**GIVEN INSTRUCTION**
From the listing below, rewrite everything from the line containing "Find every instance of the chrome" down to the line containing "x=163 y=314", both of those lines included. Shift every x and y coordinate up by 134 and keep all other lines unchanged.

___ RECORDS PROVIDED

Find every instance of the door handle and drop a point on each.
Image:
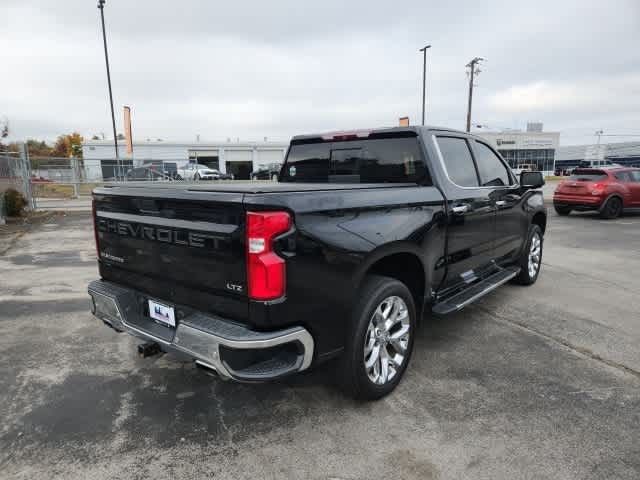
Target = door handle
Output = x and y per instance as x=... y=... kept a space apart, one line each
x=460 y=209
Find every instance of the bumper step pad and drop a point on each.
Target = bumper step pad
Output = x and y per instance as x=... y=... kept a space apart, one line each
x=207 y=338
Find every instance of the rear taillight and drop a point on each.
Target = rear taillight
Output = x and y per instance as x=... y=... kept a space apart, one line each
x=266 y=271
x=95 y=225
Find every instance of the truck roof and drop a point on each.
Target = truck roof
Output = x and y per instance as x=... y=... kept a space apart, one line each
x=418 y=129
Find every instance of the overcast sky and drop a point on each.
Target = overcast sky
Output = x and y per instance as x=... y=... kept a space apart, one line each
x=270 y=68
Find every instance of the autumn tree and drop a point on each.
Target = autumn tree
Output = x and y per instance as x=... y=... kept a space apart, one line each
x=68 y=146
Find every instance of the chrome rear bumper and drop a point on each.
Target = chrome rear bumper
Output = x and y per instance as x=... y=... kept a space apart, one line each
x=232 y=350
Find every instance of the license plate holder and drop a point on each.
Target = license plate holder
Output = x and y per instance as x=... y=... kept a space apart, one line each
x=163 y=314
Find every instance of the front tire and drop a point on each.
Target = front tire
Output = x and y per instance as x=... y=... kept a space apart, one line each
x=531 y=258
x=612 y=209
x=380 y=339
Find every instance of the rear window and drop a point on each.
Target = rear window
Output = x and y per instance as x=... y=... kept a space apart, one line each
x=588 y=176
x=371 y=160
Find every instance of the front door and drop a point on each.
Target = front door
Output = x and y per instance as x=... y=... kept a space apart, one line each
x=471 y=214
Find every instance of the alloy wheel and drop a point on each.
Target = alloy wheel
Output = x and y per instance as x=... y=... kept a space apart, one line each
x=387 y=340
x=535 y=254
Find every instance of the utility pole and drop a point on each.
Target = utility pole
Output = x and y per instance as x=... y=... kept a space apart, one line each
x=472 y=73
x=599 y=134
x=424 y=79
x=106 y=59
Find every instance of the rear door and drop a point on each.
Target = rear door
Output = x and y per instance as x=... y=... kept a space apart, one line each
x=471 y=219
x=510 y=227
x=634 y=186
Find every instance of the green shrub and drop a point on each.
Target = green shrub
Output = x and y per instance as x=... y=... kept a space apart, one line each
x=14 y=203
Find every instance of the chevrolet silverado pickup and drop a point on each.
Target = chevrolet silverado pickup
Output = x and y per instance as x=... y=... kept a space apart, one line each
x=364 y=233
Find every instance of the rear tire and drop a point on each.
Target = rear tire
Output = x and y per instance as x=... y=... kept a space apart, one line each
x=562 y=211
x=531 y=258
x=378 y=346
x=612 y=209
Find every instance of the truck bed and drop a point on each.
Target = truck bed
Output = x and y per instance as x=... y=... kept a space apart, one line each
x=246 y=187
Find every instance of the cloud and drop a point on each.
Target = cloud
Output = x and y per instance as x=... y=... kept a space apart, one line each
x=600 y=95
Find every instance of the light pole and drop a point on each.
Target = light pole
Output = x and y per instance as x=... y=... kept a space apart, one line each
x=599 y=134
x=106 y=59
x=424 y=78
x=473 y=71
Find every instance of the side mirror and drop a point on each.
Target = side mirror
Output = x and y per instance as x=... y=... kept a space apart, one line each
x=530 y=180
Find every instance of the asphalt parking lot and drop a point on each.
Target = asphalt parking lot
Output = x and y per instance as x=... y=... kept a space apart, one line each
x=540 y=382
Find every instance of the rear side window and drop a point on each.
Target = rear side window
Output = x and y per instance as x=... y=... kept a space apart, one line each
x=493 y=173
x=623 y=176
x=383 y=160
x=458 y=161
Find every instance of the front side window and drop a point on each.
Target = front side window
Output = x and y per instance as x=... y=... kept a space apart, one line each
x=458 y=161
x=493 y=173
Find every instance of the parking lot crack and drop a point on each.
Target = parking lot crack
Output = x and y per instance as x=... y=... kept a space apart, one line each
x=560 y=341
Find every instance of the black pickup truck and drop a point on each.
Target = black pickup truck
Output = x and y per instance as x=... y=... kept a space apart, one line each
x=364 y=233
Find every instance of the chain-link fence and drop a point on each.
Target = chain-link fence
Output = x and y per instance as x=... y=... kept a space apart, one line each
x=14 y=174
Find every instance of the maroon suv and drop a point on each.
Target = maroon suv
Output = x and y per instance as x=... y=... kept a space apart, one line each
x=609 y=191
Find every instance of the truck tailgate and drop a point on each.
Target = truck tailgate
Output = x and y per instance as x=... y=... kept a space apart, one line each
x=184 y=250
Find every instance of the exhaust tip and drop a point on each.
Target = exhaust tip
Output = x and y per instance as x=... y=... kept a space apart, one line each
x=206 y=369
x=148 y=349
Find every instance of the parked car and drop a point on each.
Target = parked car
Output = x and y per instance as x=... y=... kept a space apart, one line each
x=267 y=172
x=524 y=167
x=148 y=172
x=194 y=171
x=562 y=172
x=363 y=234
x=610 y=191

______

**FULL SOLUTION**
Find every instance of the chrome rear bumper and drop a point on each.
Target = chrome rear bumper
Output = x and y per instance as x=... y=... kept a space apart, one line each
x=366 y=484
Find every instance of the license plate holder and drop a point on each.
Target = license plate holder
Output = x and y per instance as x=... y=... kept a space apart, one line each
x=297 y=448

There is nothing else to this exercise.